[PASSAGE]

María Orosa e Ylagan (November 29, 1892 – February 13, 1945) was a Filipina food technologist, pharmaceutical chemist, humanitarian, and war heroine. She experimented with foods native to the Philippines, and during World War II developed Soyalac (a nutrient rich drink from soybeans) and Darak (rice cookies packed with vitamin B-1, which prevents beriberi disease), which she also helped smuggle into Japanese-run internment camps that helped save the lives of thousands of Filipinos, Americans, and other nationals. She introduced to the public the well-known banana ketchup. 

Orosa completed her bachelor's and master's degrees in pharmaceutical chemistry, as well as an additional degree in food chemistry. She was then offered a position as an assistant chemist for the state of Washington before returning to the Philippines in 1922 to focus on addressing the problem of malnutrition in her homeland. She invented many types of food to minimize the need of imported products to feed Filipinos. She took advantage of the abundant natural resources of the Philippine islands such as native fruits, crops and vegetables to make the Philippines self-sufficient. 

During World War II, Orosa joined Marking's Guerrillas to fight for Philippines freedom. She invented over 700 recipes during her lifetime, including Soyalac and Darak, which saved thousands of lives during the war. She also invented a process for canning goods for the guerrilla warriors fighting for the liberation of the Philippines.  Without her food inventions, thousands of people would have died in internment camps, hospitals, and on the streets.

[/PASSAGE]
[EXTRACTED ENTRIES]

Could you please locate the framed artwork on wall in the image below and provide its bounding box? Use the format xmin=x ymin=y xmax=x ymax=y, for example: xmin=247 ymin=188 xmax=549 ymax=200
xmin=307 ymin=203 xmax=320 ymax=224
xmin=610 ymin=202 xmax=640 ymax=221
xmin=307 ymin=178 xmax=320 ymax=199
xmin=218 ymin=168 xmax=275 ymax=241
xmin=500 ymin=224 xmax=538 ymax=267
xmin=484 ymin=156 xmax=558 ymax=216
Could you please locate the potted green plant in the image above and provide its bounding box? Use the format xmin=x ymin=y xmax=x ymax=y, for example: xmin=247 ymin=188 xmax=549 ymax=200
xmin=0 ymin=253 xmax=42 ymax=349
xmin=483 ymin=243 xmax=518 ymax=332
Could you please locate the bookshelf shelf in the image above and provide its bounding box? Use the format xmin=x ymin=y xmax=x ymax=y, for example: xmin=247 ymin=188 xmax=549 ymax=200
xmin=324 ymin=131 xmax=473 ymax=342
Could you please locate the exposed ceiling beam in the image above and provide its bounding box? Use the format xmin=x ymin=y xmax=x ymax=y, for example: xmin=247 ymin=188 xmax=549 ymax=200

[/EXTRACTED ENTRIES]

**CHECK YOUR UNDERSTANDING**
A) Reproduce the María Orosa passage from "During World War II, Orosa" to "on the streets.", replacing "recipes" with "dishes".
B) Carry on the María Orosa passage from the point where it stops.

**EXPECTED RESULTS**
A)
During World War II, Orosa joined Marking's Guerrillas to fight for Philippines freedom. She invented over 700 dishes during her lifetime, including Soyalac and Darak, which saved thousands of lives during the war. She also invented a process for canning goods for the guerrilla warriors fighting for the liberation of the Philippines.  Without her food inventions, thousands of people would have died in internment camps, hospitals, and on the streets.

B)
Early and family life

Orosa was born on November 29, 1892 in Taal, Batangas, and was the fourth among the eight children of Simplicio A. Orosa and Juliana Ylagan-Orosa. Although her father died when she was still a child (and helped her mother in the family's general store), many of her siblings also became distinguished in the Philippines. Her elder brother, Engr. Vicente Ylagan Orosa Sr., became Secretary of Public Works and Communications, and, later, Chairman of the People's Homesite and Housing Corporation (PHHC) during the administration of President Ramon Magsaysay. Her brother, Dr. Sixto Ylagan Orosa Sr., became a pioneering doctor, and her nieces and nephews included banker Sixto L. Orosa, Jr., Philippine National Artist in Dance Leonor Orosa Goquiñgco, businessman José R. L. Orosa, award-winning cultural journalist Rosalinda L. Orosa, and her biographer Helen Orosa del Rosario.

As a government-sponsored scholar, Orosa earned a bachelor's and master's degrees in pharmaceutical chemistry, and an additional degree in food chemistry from the University of Washington. She worked in fish canneries in Alaska during her summer breaks in college.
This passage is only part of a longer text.